Assigned task: Would you please set down the entries below exactly as shown?

Exercise materials:
====

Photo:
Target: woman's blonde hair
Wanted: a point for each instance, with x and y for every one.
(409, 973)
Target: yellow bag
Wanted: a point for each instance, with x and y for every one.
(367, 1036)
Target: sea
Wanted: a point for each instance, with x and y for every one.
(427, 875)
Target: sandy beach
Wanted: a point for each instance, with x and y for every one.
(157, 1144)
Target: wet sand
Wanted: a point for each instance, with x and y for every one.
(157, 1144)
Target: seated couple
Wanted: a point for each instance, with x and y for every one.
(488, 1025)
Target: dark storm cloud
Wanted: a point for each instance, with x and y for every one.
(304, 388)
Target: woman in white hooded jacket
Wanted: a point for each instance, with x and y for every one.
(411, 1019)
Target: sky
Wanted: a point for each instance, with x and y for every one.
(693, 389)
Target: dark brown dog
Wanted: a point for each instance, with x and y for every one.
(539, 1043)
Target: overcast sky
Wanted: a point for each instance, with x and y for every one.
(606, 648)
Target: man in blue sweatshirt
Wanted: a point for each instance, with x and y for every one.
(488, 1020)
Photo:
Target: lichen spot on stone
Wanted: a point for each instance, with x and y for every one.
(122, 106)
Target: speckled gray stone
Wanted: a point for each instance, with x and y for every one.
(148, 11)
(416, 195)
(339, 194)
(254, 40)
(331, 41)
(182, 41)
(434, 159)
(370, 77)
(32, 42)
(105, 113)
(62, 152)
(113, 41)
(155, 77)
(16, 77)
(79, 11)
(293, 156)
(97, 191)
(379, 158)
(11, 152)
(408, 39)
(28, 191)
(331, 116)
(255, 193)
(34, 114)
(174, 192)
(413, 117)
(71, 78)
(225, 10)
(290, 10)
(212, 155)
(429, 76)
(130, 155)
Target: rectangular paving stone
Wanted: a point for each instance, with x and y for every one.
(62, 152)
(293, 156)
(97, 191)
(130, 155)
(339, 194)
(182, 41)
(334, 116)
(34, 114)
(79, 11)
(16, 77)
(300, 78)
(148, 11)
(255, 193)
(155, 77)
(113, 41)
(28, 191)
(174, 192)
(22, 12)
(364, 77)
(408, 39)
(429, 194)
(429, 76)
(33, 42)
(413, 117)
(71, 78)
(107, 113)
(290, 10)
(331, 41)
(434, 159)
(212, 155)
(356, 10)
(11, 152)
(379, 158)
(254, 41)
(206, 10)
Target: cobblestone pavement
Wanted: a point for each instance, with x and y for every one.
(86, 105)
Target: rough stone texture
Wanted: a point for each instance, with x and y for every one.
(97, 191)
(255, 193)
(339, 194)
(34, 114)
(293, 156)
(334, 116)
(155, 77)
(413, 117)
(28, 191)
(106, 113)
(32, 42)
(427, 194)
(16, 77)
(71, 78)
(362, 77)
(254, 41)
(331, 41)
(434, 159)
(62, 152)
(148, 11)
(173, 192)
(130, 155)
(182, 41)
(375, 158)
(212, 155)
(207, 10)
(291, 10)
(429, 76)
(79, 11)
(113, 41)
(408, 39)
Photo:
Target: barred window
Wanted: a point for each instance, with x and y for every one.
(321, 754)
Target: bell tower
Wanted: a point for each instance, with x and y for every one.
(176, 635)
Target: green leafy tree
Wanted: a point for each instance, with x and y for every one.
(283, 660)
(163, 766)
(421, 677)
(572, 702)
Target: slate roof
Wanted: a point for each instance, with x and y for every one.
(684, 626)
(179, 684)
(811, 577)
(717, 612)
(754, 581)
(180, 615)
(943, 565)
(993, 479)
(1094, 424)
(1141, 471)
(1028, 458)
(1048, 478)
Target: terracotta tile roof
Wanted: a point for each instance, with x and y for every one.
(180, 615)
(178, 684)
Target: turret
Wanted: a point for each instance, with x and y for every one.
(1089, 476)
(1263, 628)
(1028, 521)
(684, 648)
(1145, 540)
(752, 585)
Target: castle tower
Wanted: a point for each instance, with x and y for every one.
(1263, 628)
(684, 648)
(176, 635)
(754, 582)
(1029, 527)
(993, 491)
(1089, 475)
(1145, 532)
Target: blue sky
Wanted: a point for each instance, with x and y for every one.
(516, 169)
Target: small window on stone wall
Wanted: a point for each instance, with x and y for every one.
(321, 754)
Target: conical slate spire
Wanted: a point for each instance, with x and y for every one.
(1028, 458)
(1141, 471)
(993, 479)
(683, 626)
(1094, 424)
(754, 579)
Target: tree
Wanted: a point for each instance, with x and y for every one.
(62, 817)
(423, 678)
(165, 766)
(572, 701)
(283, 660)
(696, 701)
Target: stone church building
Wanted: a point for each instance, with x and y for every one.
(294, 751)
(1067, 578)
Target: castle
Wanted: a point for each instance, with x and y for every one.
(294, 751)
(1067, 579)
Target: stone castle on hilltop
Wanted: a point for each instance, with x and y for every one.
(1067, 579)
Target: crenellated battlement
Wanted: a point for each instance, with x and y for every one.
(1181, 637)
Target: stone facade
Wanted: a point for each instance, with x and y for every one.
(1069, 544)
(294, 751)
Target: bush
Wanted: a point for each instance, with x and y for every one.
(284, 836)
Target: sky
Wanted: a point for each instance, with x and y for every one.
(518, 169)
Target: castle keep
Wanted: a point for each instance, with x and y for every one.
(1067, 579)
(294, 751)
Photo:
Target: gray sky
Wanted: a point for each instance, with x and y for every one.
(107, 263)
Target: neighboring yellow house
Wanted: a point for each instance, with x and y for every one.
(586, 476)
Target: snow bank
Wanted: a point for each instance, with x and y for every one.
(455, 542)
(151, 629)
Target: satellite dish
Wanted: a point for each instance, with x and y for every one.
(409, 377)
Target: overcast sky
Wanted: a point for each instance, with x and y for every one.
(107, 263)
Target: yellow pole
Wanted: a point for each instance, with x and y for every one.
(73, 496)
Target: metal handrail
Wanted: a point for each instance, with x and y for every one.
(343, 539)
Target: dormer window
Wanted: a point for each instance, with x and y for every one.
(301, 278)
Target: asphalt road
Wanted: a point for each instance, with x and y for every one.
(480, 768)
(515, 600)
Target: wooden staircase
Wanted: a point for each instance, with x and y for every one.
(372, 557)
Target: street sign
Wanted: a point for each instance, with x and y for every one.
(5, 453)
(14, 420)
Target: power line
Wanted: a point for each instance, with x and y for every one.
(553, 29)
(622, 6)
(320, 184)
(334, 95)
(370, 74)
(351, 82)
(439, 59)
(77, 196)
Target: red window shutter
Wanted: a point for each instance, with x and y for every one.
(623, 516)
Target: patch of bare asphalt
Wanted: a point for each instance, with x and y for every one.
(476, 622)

====

Answer box:
Photo:
Target: woman's blonde hair
Wanted: a point for each instance, with x and y for every one.
(409, 973)
Target: yellow bag
Wanted: a point for each instance, with x and y for every one.
(367, 1036)
Target: sea
Wanted: a point for each instance, with x and y for every one.
(427, 875)
Target: sandy beach
Wanted: a point for each instance, with x and y for every one.
(157, 1144)
Target: wet sand
Wanted: a point for each instance, with x and y for every one.
(157, 1144)
Target: seated couple
Wanted: a point for each instance, with x and y for every one.
(488, 1025)
Target: dark storm cloud
Wanted: a point for each instance, with x and y for every one.
(304, 388)
Target: woman in white hooded jacket
Wanted: a point for each instance, with x and y for every one.
(411, 1019)
Target: sky
Wanted: a point for each instance, with x and y for every one.
(693, 389)
Target: dark brown dog
Wanted: a point for each instance, with x and y for every one.
(539, 1043)
Target: overcast sky
Wanted: a point for each instance, with x and y for every one.
(606, 648)
Target: man in blue sweatshirt
Wanted: a point for each instance, with x and y for every one.
(488, 1020)
Photo:
Target: lichen spot on stone
Wanted: a point for each instance, with x and y for every one.
(122, 106)
Target: speckled gray stone
Wanted: a point for each instance, with x and y for every one.
(148, 11)
(416, 195)
(339, 194)
(254, 40)
(331, 41)
(182, 41)
(434, 159)
(370, 77)
(32, 42)
(105, 113)
(62, 152)
(113, 41)
(155, 77)
(16, 77)
(79, 11)
(293, 156)
(97, 191)
(379, 158)
(11, 152)
(408, 39)
(28, 191)
(331, 116)
(255, 193)
(34, 114)
(174, 192)
(413, 117)
(71, 78)
(225, 10)
(290, 10)
(212, 155)
(429, 76)
(130, 155)
Target: rectangular paving stone
Wanted: a point for each instance, with x and y for every one.
(62, 152)
(293, 156)
(97, 191)
(130, 155)
(339, 194)
(182, 41)
(334, 116)
(34, 114)
(79, 11)
(16, 77)
(300, 78)
(148, 11)
(255, 193)
(155, 77)
(113, 41)
(28, 191)
(174, 192)
(22, 12)
(364, 77)
(408, 39)
(429, 194)
(429, 76)
(33, 42)
(413, 117)
(71, 78)
(107, 113)
(290, 10)
(331, 41)
(434, 159)
(212, 155)
(356, 10)
(11, 152)
(379, 158)
(254, 41)
(206, 10)
Target: cobblestone pavement
Wanted: a point for each instance, with x and y for every one.
(86, 105)
Target: rough stone texture
Wanted: a point for each instance, with x and y for every one.
(97, 191)
(255, 193)
(339, 194)
(34, 114)
(293, 156)
(334, 116)
(155, 77)
(413, 117)
(28, 191)
(106, 113)
(32, 42)
(427, 194)
(16, 77)
(71, 78)
(362, 77)
(254, 41)
(331, 41)
(434, 159)
(62, 152)
(148, 11)
(173, 192)
(130, 155)
(182, 41)
(375, 158)
(212, 155)
(207, 10)
(291, 10)
(429, 76)
(79, 11)
(113, 41)
(408, 39)
Photo:
Target: barred window
Wanted: a point for each instance, with x and y for every one.
(321, 754)
Target: bell tower
Wanted: a point for each instance, with x and y for every one.
(176, 635)
Target: green leafy tree
Wanted: a point for each instance, with x and y for every one.
(283, 660)
(163, 766)
(421, 677)
(572, 702)
Target: slate roof
Wanted: a point for each instance, with x and y for every one.
(684, 626)
(179, 684)
(811, 577)
(717, 612)
(754, 581)
(180, 615)
(943, 565)
(993, 479)
(1094, 424)
(1141, 471)
(1028, 458)
(1048, 478)
Target: terracotta tile roof
Wanted: a point for each instance, with x and y for every one.
(180, 615)
(178, 684)
Target: turret
Wanted: a point for each instance, with x and y for every one.
(1089, 476)
(1263, 628)
(1028, 521)
(684, 648)
(1145, 540)
(752, 585)
Target: castle tower
Wanted: a point for each instance, with x and y for every one.
(1263, 628)
(684, 648)
(176, 635)
(754, 582)
(1029, 527)
(993, 491)
(1089, 475)
(1145, 532)
Target: blue sky
Wanted: a point for each instance, with x and y for every one.
(516, 169)
Target: small window on stone wall
Wanted: a point for each instance, with x and y for every one.
(321, 754)
Target: conical slate spire
Wanted: a point for each instance, with x and y for every one.
(1028, 458)
(1141, 471)
(993, 479)
(683, 626)
(1094, 424)
(754, 579)
Target: tree
Wanted: a point for each instance, with x and y for every one.
(62, 817)
(423, 678)
(165, 766)
(572, 701)
(283, 660)
(696, 701)
Target: stone church building
Wanted: a point for each instance, with x and y for every one.
(294, 751)
(1067, 578)
Target: castle
Wanted: a point for each instance, with x and y for every one.
(294, 751)
(1067, 579)
Target: stone castle on hilltop
Wanted: a point for each instance, with x and y for every one.
(1067, 579)
Target: crenellated battlement
Wanted: a point for each instance, with x and y for every one.
(1181, 637)
Target: stone facade
Wanted: a point for each instance, with x and y for every one.
(1069, 544)
(294, 751)
Target: bush
Wanted: a point for each instance, with x and y for every one.
(284, 836)
Target: sky
Wanted: a point for each instance, with x and y for every one.
(518, 169)
Target: castle keep
Wanted: a point for each instance, with x and y for every one.
(1067, 579)
(294, 751)
Photo:
Target: gray sky
Wanted: a point for each instance, with x and y for every one.
(107, 263)
Target: neighboring yellow house
Wanted: a point for each instance, with x and y for every one.
(586, 476)
Target: snow bank
Wanted: a point for each instance, with x and y for every one.
(455, 542)
(151, 629)
Target: satellite dish
Wanted: a point for each instance, with x and y for every one.
(409, 377)
Target: overcast sky
Wanted: a point for each instance, with x and y for every one.
(107, 263)
Target: yellow pole
Wanted: a point for each instance, with x and y for every one.
(73, 496)
Target: metal handrail
Wanted: a point for each instance, with x and y for every one.
(343, 539)
Target: dormer window
Wanted: a point for each instance, with x and y for every one.
(301, 278)
Target: asphalt road
Wanted: a point for each instance, with x and y for every one.
(480, 768)
(515, 600)
Target: wooden staircase
Wanted: a point for each instance, with x and y for every one.
(372, 557)
Target: street sign
Wanted: a point for each instance, with x and y for every one.
(5, 453)
(14, 420)
Target: power line
Wanted: a point for each instance, with x and y for every one.
(553, 29)
(622, 6)
(320, 184)
(334, 95)
(370, 74)
(351, 82)
(439, 59)
(77, 196)
Target: red window shutter
Wanted: a point for each instance, with x and y for every one.
(623, 516)
Target: patch of bare asphalt
Wanted: a point for each instance, with x and y for every one.
(476, 622)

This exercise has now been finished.